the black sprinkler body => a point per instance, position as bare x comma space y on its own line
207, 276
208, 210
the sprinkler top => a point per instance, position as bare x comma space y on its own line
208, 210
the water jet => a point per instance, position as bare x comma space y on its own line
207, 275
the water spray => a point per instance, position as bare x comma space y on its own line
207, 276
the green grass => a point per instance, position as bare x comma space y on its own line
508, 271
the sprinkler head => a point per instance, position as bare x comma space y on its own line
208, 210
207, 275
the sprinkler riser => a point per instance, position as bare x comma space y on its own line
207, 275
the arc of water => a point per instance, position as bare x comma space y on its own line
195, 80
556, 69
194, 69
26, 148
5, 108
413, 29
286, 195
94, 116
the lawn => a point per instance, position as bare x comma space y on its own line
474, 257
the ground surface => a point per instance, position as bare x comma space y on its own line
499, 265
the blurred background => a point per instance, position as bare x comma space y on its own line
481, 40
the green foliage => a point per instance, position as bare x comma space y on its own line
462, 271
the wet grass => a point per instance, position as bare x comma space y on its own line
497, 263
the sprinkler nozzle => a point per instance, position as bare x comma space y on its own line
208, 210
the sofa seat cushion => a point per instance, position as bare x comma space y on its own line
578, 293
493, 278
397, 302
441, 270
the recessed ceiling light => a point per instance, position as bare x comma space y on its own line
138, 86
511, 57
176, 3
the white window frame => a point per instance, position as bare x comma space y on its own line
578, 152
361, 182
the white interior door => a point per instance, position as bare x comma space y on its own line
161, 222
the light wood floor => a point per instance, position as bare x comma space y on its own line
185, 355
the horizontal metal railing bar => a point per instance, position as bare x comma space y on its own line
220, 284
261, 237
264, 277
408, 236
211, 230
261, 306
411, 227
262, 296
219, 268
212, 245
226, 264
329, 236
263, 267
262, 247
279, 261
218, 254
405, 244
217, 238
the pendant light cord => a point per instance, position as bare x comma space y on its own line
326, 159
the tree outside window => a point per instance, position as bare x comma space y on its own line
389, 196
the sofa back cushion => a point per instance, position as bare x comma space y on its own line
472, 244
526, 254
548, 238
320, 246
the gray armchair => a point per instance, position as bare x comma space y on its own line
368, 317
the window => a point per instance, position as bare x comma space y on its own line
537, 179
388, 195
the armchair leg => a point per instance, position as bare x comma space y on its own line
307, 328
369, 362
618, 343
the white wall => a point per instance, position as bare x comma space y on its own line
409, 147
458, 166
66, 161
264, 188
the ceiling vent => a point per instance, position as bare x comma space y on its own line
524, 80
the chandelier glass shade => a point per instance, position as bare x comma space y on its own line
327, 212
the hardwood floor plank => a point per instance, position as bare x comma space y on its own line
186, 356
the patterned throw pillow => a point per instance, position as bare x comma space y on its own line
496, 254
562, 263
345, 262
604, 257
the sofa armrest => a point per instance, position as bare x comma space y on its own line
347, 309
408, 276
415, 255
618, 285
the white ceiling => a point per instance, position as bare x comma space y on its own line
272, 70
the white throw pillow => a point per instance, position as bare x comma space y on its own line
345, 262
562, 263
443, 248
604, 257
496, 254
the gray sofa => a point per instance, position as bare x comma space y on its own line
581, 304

**EXERCISE**
Write out the data again, exactly and in full.

**SOLUTION TO THIS PROBLEM**
the black sprinkler body => a point per instance, position as bare x comma space y on its own line
207, 276
208, 210
the sprinkler top => a point per instance, position as bare x comma space y on its own line
208, 210
the water jet => a point per instance, position as bare x comma space y on its own line
207, 275
the water spray => a point per instance, position as bare x comma space y on its own line
207, 276
the green grass => a point per instance, position as bare x comma space y on its own line
508, 271
the sprinkler head => a point per instance, position as bare x comma space y on its own line
208, 210
207, 275
the sprinkler riser => a point per instance, position as bare x comma space y on its own line
207, 275
the arc of water => a point per instance, position as bare x comma space y on its own line
195, 80
556, 69
194, 69
26, 148
5, 108
413, 29
286, 195
94, 116
the lawn => a point per instance, position as bare x comma space y on its own line
474, 257
the ground surface => a point per instance, position as bare x comma space y on its own line
499, 265
the blurred background => a point per instance, position as bare x comma space y on its own line
481, 40
the green foliage => a point per instance, position as bare x comma space y on its own line
462, 271
the wet grass => a point per instance, position as bare x comma space y on its own line
497, 263
the sprinkler nozzle => a point per instance, position as bare x comma space y on its own line
208, 210
the sofa seat cushion => a point per instance, position as bare x comma space y on its own line
578, 293
493, 278
397, 302
441, 270
the recessed ceiling light => a point per instance, position as bare x comma space y on its own line
138, 86
511, 57
176, 3
the white window frame => a point per instance, position as bare x comma space y on its own line
578, 152
361, 182
the white interior door => a point per instance, position as bare x comma space y on its own line
161, 222
the light wood floor => a point per instance, position as bare x comma space y on its own line
185, 355
the horizontal metal railing bar => a point per instance, position as bare x comma space y on its own line
220, 284
261, 237
264, 277
408, 236
211, 230
261, 306
411, 227
262, 296
219, 268
212, 245
226, 264
329, 236
263, 267
262, 247
279, 261
218, 254
405, 244
217, 238
the pendant light cord => a point per instance, position as bare x comma space y on its own line
326, 159
the tree outside window => a point per instance, position as bare x comma space y on its own line
389, 196
the sofa back cushion => a point per instance, position as bare x comma space y on its own line
472, 244
526, 254
548, 238
320, 246
the gray armchair => a point per instance, position as bare x comma space y on its own line
368, 317
the window => a point per instance, position as bare x comma space y on its own line
537, 179
388, 195
the armchair leg => a point per instance, position as bare x comma space y on its own line
307, 328
369, 362
618, 343
the white wall => a point per instance, position as bare x comma space y on its own line
409, 147
458, 166
66, 161
264, 188
the ceiling vent => a point per instance, position as bare x comma space y on its own line
524, 80
the chandelier glass shade => a point per instance, position as bare x comma space y on its own line
327, 212
the hardwood floor plank => a point per instance, position as bare x comma space y on its own line
186, 356
the patterned throw pillow => a point per instance, position as bare x comma space y on its own line
496, 254
562, 263
345, 262
604, 257
the sofa armrest => a point per instance, position as bare x comma space y on its own line
347, 309
408, 276
415, 255
618, 285
the white ceiling => a point per instance, position as bare x comma space y on its own line
272, 70
the white throw pillow => a point per instance, position as bare x comma space y on its own line
345, 262
562, 263
443, 248
604, 257
496, 254
the gray sofa => a point per instance, position as bare x comma space y on its own line
581, 304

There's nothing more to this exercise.